-- START EXTRACTED ENTRIES --
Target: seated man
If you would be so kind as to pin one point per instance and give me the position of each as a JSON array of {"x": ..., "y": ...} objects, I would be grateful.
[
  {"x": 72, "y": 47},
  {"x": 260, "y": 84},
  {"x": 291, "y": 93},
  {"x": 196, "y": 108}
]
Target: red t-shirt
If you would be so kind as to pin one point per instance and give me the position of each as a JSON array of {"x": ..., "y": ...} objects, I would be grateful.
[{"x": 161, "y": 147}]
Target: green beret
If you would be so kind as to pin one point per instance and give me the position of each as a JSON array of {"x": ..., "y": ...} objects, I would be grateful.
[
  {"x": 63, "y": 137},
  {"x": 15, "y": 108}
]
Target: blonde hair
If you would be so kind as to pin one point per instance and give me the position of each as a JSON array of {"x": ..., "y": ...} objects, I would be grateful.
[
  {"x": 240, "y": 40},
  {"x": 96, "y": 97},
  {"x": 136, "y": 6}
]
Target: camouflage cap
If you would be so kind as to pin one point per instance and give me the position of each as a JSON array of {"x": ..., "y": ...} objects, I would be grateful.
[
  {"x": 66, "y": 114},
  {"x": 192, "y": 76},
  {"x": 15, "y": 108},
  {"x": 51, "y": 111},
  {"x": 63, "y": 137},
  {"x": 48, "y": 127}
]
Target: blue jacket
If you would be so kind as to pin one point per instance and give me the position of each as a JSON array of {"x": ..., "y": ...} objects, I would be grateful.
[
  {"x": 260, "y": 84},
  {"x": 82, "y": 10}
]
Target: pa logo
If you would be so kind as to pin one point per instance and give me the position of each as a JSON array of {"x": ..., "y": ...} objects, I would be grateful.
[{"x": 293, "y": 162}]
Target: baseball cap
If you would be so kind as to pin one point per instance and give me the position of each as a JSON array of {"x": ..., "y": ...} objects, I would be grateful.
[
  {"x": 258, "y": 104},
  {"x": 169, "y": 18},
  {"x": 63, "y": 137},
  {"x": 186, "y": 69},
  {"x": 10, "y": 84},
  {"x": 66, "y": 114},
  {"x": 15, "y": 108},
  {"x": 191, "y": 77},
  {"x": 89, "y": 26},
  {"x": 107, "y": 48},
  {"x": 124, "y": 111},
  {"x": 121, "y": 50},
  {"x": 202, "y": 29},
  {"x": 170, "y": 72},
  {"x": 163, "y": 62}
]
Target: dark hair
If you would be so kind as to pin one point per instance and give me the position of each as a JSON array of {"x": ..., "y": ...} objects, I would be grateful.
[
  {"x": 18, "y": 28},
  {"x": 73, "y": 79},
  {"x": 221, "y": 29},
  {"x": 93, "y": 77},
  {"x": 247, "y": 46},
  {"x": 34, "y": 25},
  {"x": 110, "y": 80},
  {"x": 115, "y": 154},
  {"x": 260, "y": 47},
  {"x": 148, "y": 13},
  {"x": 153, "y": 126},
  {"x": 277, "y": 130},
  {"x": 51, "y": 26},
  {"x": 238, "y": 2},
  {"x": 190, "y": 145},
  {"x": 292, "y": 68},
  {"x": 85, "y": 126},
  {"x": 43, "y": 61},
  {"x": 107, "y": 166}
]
-- END EXTRACTED ENTRIES --
TASK PROMPT: Starting at the line with "Target: baseball cap" and ending at the last line of the rows, copy those lines again, requests included, and add -145 to every x and y coordinate in the answers.

EXERCISE ANSWER:
Target: baseball cap
If you would be so kind as to pin one point per instance and give me the position of each as a JSON array of {"x": ..., "y": ...} objects, I would be grateful.
[
  {"x": 113, "y": -41},
  {"x": 24, "y": -127},
  {"x": -82, "y": -8},
  {"x": 41, "y": -76},
  {"x": -135, "y": -61},
  {"x": -79, "y": -31},
  {"x": -130, "y": -37},
  {"x": 46, "y": -68},
  {"x": -56, "y": -119},
  {"x": -38, "y": -97},
  {"x": -21, "y": -34},
  {"x": -24, "y": -95},
  {"x": 57, "y": -116},
  {"x": 25, "y": -73},
  {"x": 18, "y": -83}
]
Target: dark hair
If you would be so kind as to pin one point per instance and give me the position of each as a JSON array of {"x": ..., "y": ...} objects, I would be grateful.
[
  {"x": -127, "y": -117},
  {"x": -72, "y": -66},
  {"x": 76, "y": -116},
  {"x": -52, "y": -68},
  {"x": 102, "y": -99},
  {"x": -111, "y": -120},
  {"x": -35, "y": -65},
  {"x": -30, "y": 9},
  {"x": 115, "y": -98},
  {"x": 3, "y": -132},
  {"x": 8, "y": -19},
  {"x": 132, "y": -15},
  {"x": -94, "y": -119},
  {"x": 93, "y": -143},
  {"x": 45, "y": 0},
  {"x": 147, "y": -77},
  {"x": -60, "y": -19},
  {"x": -102, "y": -84},
  {"x": -38, "y": 21}
]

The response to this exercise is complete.